SOURCE DOCUMENT -
►
Extra 20,000 ‘invisible’ children drop off school roll since pandemic

Experts fear thousands of “invisible” children have not returned to school
PA Wire
Anna Davis @_annadavis30 April 2021

Calls are growing for a register of home-schooled children after a dramatic increase in the number of pupils who have dropped off the school roll since the start of the pandemic.

Experts fear thousands of “invisible” children have not returned to school and could be missing out on education or are at risk.

No official records are kept of the number of children who are educated at home but estimates based on research by local authorities show an extra 20,000 children had fallen off the school register when schools reopened last autumn — a 38 per cent rise on the previous year.

The true figure is likely to be higher because schools were closed again after Christmas. Dr Carol Homden, chief executive of Coram, the UK’s oldest children’s charity, said: “It is the basic tenet of our society that we should have clarity on where school-age people are.”

More families are home schooling as a last resort due to lack of support for special educational or mental health needs, and because of Covid.

MP Robert Halfon, chairman of the education select committee, and Anne Longfield, former children’s commissioner, inset, joined calls for a register.

Ms Longfield said: “A register will not solve everything but it at least starts to get to the first base of local areas knowing how many are being educated out of school and who they are.”
◄
LISTED RECORDS -
►
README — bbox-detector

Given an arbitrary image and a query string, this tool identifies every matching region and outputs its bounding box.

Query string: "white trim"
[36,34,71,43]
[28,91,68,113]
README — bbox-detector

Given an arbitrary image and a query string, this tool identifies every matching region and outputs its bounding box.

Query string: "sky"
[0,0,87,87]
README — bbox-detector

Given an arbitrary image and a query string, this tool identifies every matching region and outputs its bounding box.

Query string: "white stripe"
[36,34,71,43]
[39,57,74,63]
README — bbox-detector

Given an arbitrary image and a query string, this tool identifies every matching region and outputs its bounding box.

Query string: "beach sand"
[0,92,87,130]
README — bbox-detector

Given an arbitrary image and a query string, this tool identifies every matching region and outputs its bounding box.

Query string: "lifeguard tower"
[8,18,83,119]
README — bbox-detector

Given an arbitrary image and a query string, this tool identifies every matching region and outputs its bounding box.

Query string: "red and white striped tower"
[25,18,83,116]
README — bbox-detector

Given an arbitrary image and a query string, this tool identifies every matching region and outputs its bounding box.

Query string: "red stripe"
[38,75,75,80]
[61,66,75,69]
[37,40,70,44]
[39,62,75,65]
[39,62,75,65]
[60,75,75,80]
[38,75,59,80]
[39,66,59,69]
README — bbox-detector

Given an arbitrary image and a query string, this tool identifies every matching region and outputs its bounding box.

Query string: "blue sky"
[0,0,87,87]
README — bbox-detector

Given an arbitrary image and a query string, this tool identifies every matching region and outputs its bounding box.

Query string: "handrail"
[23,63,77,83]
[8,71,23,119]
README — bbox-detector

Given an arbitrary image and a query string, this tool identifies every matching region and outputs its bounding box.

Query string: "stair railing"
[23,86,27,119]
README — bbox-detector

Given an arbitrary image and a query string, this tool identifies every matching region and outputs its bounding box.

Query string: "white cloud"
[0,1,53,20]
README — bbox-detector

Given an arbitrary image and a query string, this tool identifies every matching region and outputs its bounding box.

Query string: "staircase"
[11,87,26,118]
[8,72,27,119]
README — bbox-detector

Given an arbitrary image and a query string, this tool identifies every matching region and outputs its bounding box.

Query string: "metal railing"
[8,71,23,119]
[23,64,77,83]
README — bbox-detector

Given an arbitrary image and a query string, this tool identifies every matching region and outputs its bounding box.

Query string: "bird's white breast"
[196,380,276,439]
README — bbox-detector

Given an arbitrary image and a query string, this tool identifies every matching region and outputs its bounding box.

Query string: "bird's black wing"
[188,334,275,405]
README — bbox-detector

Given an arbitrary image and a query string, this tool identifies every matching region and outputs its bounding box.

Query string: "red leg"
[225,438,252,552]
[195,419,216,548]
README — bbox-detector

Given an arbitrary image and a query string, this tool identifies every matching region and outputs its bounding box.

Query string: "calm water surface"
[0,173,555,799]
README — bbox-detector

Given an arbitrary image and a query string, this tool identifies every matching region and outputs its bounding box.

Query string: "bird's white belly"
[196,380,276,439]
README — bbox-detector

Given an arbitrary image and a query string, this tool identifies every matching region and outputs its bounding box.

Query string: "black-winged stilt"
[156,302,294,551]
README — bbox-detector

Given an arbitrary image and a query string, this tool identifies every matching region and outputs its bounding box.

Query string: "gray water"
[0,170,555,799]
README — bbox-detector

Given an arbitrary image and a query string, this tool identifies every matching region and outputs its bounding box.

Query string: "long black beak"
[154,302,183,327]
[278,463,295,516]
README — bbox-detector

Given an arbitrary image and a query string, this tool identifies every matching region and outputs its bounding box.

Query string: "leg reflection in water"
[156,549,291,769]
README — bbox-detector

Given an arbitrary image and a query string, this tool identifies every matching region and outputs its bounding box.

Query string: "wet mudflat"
◄
REQUIRED TASKS -
- a) Do the following statements agree with the news article above about children dropping off school rolls? For each one, answer yes or no and quote the words from the article that decide it.
(i) Official records are kept of how many children are educated at home.
(ii) The extra 20,000 children were a 38 per cent rise on the previous year.
(iii) Schools closed again after Christmas.
- b) List every person named in the article above about children dropping off school rolls.
- c) Carry on the article about home-schooled children dropping off school rolls, starting after its final sentence.

SOLVED TASKS -
- a)
(i) No: "No official records are kept of the number of children who are educated at home"
(ii) Yes: "an extra 20,000 children had fallen off the school register when schools reopened last autumn — a 38 per cent rise on the previous year"
(iii) Yes: "schools were closed again after Christmas"

- b)
Anna Davis
Carol Homden
Robert Halfon
Anne Longfield

- c)
Mr Halfon said: “There should be a requirement to make sure those who are dropping off are listed.”

There is no formal list but a survey by the Association of Directors of Children’s Services suggests that 75,668 children were being home educated on October 1, 2020.

Its report said: “Without powers to see both the child and their place of learning, we cannot know that they are safe from harm or exploitation.”

Parents must inform the school if they remove their child and the information passed to the local authority. But there are fears that local authorities are overwhelmed and children could be missed.

Children’s Commissioner Dame Rachel de Souza said: “The register... would be a way of detecting problems if vulnerable children fall off the radar.”

The Department for Education launched a consultation on proposals for a register of home-schooled children which closed in 2019, but results have not yet been published. A spokesman said: “We remain committed to a registration system for children not in school.”